:: ZITIERTER ABSCHNITT

Damit werden auch die sozial gerechten Aspekte der Reformpläne überschattet. Deren Kern ist die Abschaffung des Einheitsbeitragssatzes: Derzeit ist er für alle gesetzlichen Krankenkassen gesetzlich auf 15,5 Prozent des Bruttoeinkommens festgelegt. Davon tragen die Arbeitgeber 7,3 und die Arbeitnehmer 8,2 Prozentpunkte. Benötigt eine Krankenkasse mehr Geld, darf sie - bislang - zusätzlich einen pauschalen Zusatzbeitrag von ihren Mitgliedern fordern. Diese müssen dann monatlich einen einheitlichen Fixbetrag überweisen, unabhängig von ihrem Einkommen.

::::
:: EXTRAHIERTES MATERIAL

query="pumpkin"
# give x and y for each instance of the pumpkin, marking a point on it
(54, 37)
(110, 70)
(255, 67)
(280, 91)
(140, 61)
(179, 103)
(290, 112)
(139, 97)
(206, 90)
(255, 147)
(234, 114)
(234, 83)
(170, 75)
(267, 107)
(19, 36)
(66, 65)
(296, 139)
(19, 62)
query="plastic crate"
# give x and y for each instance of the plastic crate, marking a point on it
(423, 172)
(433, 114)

::::

» **ERFORDERLICHE SCHRITTE**:
• a. Übersetze den Satz „Davon tragen die Arbeitgeber 7,3 und die Arbeitnehmer 8,2 Prozentpunkte.“ aus dem zitierten Abschnitt ins Englische.
• b. Ersetze im zitierten Abschnitt „Arbeitgeber“ durch „Unternehmen“. Gib dann den Text beginnend mit „Damit werden auch“ und fortlaufend bis einschließlich „von ihrem Einkommen.“ wieder.

» **LÖSUNGEN JE AUFGABE**:
• a. Of this, employers bear 7.3 and employees 8.2 percentage points.

• b.
Damit werden auch die sozial gerechten Aspekte der Reformpläne überschattet. Deren Kern ist die Abschaffung des Einheitsbeitragssatzes: Derzeit ist er für alle gesetzlichen Krankenkassen gesetzlich auf 15,5 Prozent des Bruttoeinkommens festgelegt. Davon tragen die Unternehmen 7,3 und die Arbeitnehmer 8,2 Prozentpunkte. Benötigt eine Krankenkasse mehr Geld, darf sie - bislang - zusätzlich einen pauschalen Zusatzbeitrag von ihren Mitgliedern fordern. Diese müssen dann monatlich einen einheitlichen Fixbetrag überweisen, unabhängig von ihrem Einkommen.